Output exactly, please, the lines of the records below from the one containing "Tag every instance of the green fern" through the final line.

> _EXTRACTED RECORDS_:

-.-.-

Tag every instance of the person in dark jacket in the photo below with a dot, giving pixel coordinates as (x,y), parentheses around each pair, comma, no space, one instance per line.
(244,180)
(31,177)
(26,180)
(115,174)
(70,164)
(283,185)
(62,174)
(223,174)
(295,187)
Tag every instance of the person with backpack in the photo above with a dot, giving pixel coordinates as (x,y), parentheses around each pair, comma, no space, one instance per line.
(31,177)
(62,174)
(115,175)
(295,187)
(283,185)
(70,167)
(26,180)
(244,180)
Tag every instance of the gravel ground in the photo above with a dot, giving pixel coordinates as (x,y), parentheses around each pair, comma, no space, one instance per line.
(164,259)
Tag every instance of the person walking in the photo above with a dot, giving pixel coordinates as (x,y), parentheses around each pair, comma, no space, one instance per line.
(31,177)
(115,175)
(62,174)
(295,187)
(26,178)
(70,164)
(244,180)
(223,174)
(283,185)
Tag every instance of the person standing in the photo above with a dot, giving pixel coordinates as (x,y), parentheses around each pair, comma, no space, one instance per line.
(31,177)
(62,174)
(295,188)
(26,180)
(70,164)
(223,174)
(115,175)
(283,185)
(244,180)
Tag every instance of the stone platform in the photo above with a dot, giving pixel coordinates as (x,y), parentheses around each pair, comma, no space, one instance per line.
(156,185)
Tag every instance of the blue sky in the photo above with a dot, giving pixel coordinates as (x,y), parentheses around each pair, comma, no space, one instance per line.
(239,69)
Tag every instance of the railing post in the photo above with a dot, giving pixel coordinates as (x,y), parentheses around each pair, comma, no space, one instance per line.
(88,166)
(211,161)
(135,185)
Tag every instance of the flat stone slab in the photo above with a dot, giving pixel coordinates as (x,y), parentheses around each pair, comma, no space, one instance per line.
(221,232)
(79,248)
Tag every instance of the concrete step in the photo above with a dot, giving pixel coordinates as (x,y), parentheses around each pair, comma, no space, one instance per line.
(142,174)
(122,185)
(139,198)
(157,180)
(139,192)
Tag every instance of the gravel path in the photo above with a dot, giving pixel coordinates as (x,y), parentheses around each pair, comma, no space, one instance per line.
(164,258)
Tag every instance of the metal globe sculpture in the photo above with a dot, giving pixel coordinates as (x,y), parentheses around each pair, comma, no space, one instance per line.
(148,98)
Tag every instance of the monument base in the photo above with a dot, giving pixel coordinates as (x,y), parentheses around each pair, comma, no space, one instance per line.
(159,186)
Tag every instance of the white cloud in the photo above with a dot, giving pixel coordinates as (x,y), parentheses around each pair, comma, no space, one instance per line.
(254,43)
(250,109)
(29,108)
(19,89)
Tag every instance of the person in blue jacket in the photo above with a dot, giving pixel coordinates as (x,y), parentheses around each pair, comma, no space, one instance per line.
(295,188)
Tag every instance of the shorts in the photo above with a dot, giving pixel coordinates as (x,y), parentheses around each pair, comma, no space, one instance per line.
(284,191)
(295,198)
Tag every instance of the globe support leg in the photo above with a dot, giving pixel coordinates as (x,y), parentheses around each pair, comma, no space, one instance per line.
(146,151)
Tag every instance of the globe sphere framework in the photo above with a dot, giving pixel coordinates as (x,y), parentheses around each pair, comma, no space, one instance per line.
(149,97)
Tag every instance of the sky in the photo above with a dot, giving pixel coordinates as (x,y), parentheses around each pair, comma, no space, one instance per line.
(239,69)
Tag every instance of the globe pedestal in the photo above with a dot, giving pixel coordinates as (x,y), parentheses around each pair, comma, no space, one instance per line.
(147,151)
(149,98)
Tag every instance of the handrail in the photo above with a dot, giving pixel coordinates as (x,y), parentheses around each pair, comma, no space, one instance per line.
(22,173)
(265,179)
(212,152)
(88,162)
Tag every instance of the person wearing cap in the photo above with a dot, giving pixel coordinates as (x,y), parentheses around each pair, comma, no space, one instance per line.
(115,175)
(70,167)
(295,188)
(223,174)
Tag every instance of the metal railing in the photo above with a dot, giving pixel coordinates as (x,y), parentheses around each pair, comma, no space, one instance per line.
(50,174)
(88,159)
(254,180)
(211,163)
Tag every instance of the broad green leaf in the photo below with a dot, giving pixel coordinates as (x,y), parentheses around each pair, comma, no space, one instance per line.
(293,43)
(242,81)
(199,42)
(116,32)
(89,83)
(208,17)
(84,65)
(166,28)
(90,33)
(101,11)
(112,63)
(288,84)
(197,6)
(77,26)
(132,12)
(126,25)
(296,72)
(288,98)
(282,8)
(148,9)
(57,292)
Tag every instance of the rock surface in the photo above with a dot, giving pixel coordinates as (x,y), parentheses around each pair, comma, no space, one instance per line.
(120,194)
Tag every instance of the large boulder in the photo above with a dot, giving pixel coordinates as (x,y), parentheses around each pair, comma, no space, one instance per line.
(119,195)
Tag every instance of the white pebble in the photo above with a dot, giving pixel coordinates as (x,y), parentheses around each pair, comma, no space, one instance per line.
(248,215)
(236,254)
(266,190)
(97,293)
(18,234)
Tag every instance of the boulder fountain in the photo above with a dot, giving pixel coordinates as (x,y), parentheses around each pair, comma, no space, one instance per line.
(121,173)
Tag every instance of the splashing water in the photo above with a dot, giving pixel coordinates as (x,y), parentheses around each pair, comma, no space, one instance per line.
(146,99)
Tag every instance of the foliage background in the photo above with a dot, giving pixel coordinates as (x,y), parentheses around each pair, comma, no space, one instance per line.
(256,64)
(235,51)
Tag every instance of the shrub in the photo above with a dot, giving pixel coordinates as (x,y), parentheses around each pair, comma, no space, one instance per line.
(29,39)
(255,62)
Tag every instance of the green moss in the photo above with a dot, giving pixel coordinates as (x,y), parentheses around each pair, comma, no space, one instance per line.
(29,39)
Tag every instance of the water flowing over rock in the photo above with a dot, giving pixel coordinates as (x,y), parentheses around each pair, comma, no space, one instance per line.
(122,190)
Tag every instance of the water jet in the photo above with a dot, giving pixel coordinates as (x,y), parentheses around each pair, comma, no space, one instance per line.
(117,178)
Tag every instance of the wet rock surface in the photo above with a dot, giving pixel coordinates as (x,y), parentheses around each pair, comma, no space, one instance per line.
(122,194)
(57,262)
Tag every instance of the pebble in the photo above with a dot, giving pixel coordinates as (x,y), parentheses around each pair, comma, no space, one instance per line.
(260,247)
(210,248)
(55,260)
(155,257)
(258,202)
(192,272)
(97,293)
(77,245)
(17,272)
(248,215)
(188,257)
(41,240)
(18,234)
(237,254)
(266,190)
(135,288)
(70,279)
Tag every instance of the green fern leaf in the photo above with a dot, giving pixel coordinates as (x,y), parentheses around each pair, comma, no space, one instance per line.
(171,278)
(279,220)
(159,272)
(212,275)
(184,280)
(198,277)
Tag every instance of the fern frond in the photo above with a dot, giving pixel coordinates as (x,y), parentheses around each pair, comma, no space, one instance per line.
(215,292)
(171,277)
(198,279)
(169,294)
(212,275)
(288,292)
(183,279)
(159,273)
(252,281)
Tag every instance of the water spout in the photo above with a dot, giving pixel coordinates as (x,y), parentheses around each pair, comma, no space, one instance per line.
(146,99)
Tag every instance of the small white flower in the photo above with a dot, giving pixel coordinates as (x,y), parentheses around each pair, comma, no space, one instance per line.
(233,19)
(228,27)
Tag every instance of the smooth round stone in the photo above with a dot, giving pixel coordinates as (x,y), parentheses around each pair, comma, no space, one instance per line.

-.-.-

> _WRITTEN REPLY_:
Tag every instance of the green fern leaf in the photo above with a dot, giving pixel coordinates as (x,y), parentheses around each pair, comma, no space, one instance per line.
(171,278)
(279,220)
(159,272)
(212,275)
(184,280)
(198,277)
Tag every instance of the fern frond in the photo above with a dot, giving pixel coordinates as (x,y), parentheses around each pair, comma, no space, one instance per line.
(215,292)
(171,277)
(198,279)
(169,294)
(212,275)
(288,292)
(183,279)
(159,273)
(252,281)
Tag every instance of the water spout in the photo above with a dot, giving pixel coordinates as (x,y), parentheses around each pair, comma, no space, one instance per line.
(146,99)
Tag every instance of the small white flower in the photo above with a dot, giving pixel coordinates as (x,y), parentheses around each pair, comma, no space, one instance per line.
(233,19)
(228,27)
Tag every instance of the smooth round stone in the photo above with a dot, giving pixel coordinates as (x,y), parentheses around each pair, comma, no space, one instance per line.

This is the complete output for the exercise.